++++ Data provided

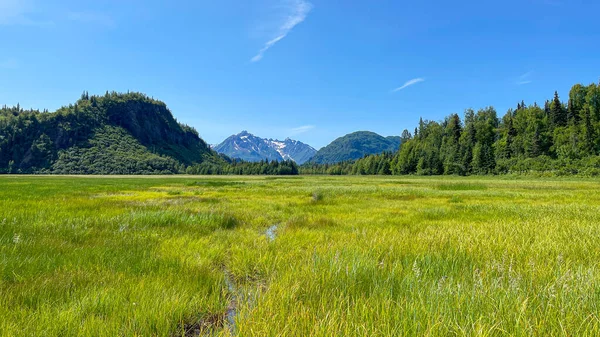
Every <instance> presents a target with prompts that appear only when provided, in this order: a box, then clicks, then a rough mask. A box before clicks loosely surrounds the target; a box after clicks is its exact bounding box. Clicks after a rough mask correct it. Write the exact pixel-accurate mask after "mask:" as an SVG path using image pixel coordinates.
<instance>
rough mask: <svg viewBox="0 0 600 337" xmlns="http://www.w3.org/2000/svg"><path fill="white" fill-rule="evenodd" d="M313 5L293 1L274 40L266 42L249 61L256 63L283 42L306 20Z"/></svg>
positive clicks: (300, 1) (269, 40)
mask: <svg viewBox="0 0 600 337" xmlns="http://www.w3.org/2000/svg"><path fill="white" fill-rule="evenodd" d="M312 8H313V5H312V4H311V3H310V2H307V1H304V0H295V1H294V2H293V4H292V6H291V7H290V12H291V14H290V15H289V16H288V17H287V19H286V20H285V22H284V23H283V25H281V27H279V31H278V32H277V35H276V37H275V38H273V39H271V40H269V41H267V43H265V45H264V47H262V49H261V50H260V51H259V52H258V54H256V55H255V56H254V57H253V58H252V59H251V60H250V61H251V62H258V61H260V60H262V59H263V57H264V56H265V53H266V52H267V50H269V49H271V47H273V46H274V45H275V44H276V43H277V42H279V41H281V40H283V39H284V38H285V37H286V36H287V35H288V34H289V33H290V32H291V31H292V30H293V29H294V27H296V26H297V25H299V24H301V23H302V22H304V20H306V17H307V16H308V13H309V12H310V11H311V10H312Z"/></svg>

++++++++

What is needed: Can you output every line of the items above as a Markdown table with the columns Row and Content, numbering each row, skipping blank lines and leaving out the pictures?

Your response:
| Row | Content |
|---|---|
| 1 | Every <instance> presents a target with prompts that appear only when provided, in this order: a box, then clicks, then a rough mask. A box before clicks loosely surrounds the target; a box after clicks is its exact bounding box. Clicks after a rough mask correct it. Write the exact pixel-accurate mask after "mask:" as an SVG path using image pixel coordinates. |
| 2 | <instance> |
| 3 | rough mask: <svg viewBox="0 0 600 337" xmlns="http://www.w3.org/2000/svg"><path fill="white" fill-rule="evenodd" d="M313 5L293 1L274 40L266 42L249 61L256 63L283 42L306 20Z"/></svg> |
| 4 | positive clicks: (300, 1) (269, 40) |
| 5 | mask: <svg viewBox="0 0 600 337" xmlns="http://www.w3.org/2000/svg"><path fill="white" fill-rule="evenodd" d="M312 8H313V5H312V4H311V3H310V2H307V1H304V0H295V1H294V2H293V4H292V6H291V7H290V12H291V14H290V15H289V16H288V17H287V19H286V20H285V22H284V23H283V25H281V27H279V31H278V32H277V35H276V37H275V38H273V39H271V40H269V41H267V43H265V45H264V47H262V49H261V50H260V51H259V52H258V54H256V55H255V56H254V57H253V58H252V59H251V60H250V61H251V62H258V61H260V60H262V59H263V57H264V56H265V53H266V52H267V50H269V49H271V47H273V46H274V45H275V44H276V43H277V42H279V41H281V40H283V39H284V38H285V37H286V36H287V35H288V34H289V33H290V32H291V31H292V30H293V29H294V27H296V26H297V25H299V24H301V23H302V22H304V20H306V17H307V16H308V13H309V12H310V11H311V10H312Z"/></svg> |